* **Task data**:
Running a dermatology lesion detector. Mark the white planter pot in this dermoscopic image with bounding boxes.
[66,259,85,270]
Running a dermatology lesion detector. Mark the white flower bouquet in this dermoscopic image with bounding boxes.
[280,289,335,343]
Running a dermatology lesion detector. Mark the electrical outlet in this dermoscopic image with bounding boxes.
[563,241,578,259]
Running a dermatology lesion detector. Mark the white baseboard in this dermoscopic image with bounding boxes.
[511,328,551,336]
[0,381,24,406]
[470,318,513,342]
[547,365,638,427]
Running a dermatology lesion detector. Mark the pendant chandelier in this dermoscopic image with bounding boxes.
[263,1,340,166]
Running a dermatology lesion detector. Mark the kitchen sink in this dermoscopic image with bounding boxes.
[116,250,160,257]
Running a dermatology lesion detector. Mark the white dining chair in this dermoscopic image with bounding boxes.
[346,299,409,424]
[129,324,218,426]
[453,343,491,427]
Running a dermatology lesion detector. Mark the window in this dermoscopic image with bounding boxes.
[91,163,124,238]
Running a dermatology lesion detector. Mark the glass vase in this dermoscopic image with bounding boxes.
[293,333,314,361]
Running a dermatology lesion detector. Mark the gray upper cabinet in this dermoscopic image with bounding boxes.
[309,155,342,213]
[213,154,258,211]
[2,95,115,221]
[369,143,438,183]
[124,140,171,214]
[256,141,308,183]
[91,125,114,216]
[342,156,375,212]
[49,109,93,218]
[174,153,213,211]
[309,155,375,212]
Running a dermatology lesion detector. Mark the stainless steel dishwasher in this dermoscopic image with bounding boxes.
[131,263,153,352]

* **What the task asks**: Identify each line of the records above that contains the word "detector", matching case exactly, and copy every such line.

* **Result below**:
Running a dermatology lesion detector. Mark the white planter pot in this dermoscopic image with bounding boxes.
Running a dermatology lesion detector. Mark the white flower bouquet in this dermoscopic image with bounding boxes.
Running a dermatology lesion detector. Mark the electrical outlet in this dermoscopic image with bounding boxes.
Running a dermatology lesion detector. Mark the white baseboard in this dermoscopic image with bounding boxes.
Running a dermatology lesion detector. Mark the pendant chandelier in this dermoscopic image with bounding boxes.
Running a dermatology lesion detector. Mark the kitchen sink in this dermoscopic image with bounding boxes.
Running a dermatology lesion detector. Mark the white dining chair in this dermoscopic image with bounding boxes.
Running a dermatology lesion detector. Mark the window in this dermoscopic image with bounding boxes.
Running a dermatology lesion detector. Mark the glass vase in this dermoscopic image with bounding boxes.
Running a dermatology lesion detector. Mark the gray upper cabinet in this dermoscopic image with bounding boxes.
Running a dermatology lesion detector. Mark the stainless steel dishwasher in this dermoscopic image with bounding boxes.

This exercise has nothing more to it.